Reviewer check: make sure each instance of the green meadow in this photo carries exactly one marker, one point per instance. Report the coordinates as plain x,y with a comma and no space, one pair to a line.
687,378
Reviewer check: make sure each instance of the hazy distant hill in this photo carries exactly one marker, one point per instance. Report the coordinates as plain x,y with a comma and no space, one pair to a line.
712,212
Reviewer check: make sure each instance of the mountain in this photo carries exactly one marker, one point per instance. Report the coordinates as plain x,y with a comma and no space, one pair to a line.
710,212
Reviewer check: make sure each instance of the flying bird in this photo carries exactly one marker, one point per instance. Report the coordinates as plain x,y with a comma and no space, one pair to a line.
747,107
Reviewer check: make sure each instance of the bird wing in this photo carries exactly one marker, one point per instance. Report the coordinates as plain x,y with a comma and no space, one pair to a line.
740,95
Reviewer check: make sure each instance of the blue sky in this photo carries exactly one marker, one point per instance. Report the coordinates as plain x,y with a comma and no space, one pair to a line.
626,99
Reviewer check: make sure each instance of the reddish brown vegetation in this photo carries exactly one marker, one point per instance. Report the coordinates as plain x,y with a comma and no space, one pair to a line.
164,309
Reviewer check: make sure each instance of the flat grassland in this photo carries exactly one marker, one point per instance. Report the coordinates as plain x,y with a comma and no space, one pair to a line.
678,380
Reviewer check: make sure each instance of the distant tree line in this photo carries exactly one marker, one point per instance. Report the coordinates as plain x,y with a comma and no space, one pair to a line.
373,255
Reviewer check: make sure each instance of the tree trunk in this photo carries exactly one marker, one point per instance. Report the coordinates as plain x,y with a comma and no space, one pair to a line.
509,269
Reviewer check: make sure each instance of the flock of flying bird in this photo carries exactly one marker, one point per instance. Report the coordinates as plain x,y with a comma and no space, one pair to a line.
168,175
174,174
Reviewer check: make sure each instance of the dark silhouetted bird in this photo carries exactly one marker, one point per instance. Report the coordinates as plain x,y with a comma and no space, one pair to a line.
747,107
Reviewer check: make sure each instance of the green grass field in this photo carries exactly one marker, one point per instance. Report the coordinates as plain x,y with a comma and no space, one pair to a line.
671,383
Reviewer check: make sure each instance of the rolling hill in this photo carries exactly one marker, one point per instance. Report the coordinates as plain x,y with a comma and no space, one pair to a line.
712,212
# # # #
• _WHAT IS NEEDED_
Please retype all of the material above line for line, keeping every character, space and line break unchanged.

• _TASK OUTPUT_
Reviewer check: make sure each instance of the green meadow in this photo carries exactly one marker, one point per instance. Report the coordinates as plain x,y with a comma and no space, one pair to a line.
687,378
Reviewer check: make sure each instance of the hazy distant hill in this photo carries exactly one marker, one point per instance. Report the coordinates as plain x,y with a comma and no space, one pair to a line.
712,212
Reviewer check: make sure each instance of the mountain in this photo carries exactly one marker, one point per instance. Report the coordinates as plain x,y with a comma and no space, one pair to a line.
710,212
Reviewer check: make sure each instance of the flying bird in this photo carries exactly one marker, one point per instance. Report the coordinates as plain x,y with a comma and no space, one pair to a line.
747,107
Reviewer check: make sure each instance of the bird wing in this photo carries exactly one marker, one point per instance. Report the coordinates as plain x,y with a comma and no space, one pair to a line.
740,95
Reviewer check: make sure each instance of the blue sky in this photo carries exactly one marker, one point per instance. Report the coordinates as plain x,y with a comma and no space, one pair to a line.
626,99
Reviewer check: make sure each instance of the reddish brown vegetation in this photo carries exactly one marker, one point per instance. Report the coordinates as plain x,y with a comma and no space, one pair to a line.
164,309
Reviewer check: make sure each instance of the flat grassland in this photo carries exactly one marker, one point per instance. Report the coordinates as plain x,y with a comma and no space, one pair to a line.
678,380
Reviewer check: make sure each instance of the distant tree line in this photo carries exactly one marker, one point per instance. Report the coordinates as plain x,y with a comma and no space, one pair to a line.
373,255
Reviewer check: make sure each instance of the tree trunk in this photo carries exactly one marker, one point per instance. Report the coordinates as plain x,y with a comma and no space, one pair to a line.
509,269
Reviewer check: make sure each instance of the flock of flying bird in this photo carries exactly one marker, one point per instance. Report the coordinates as plain x,y with a comma and no space, one pair to a line.
168,175
174,174
Reviewer check: make sure each instance of the dark silhouetted bird in this photo carries exactly one marker, one point per instance. Report the coordinates as plain x,y with a comma and no space, one pair to a line.
747,107
Reviewer check: make sure each instance of the green grass field in this photo carries exactly one marker, one point per instance. Report the coordinates as plain x,y with a comma and no space, one pair to a line.
671,383
Reviewer check: make sure each instance of the rolling hill in this photo carries exactly one marker, one point per instance. Report the coordinates as plain x,y with a comma and no space, one pair to a line.
712,212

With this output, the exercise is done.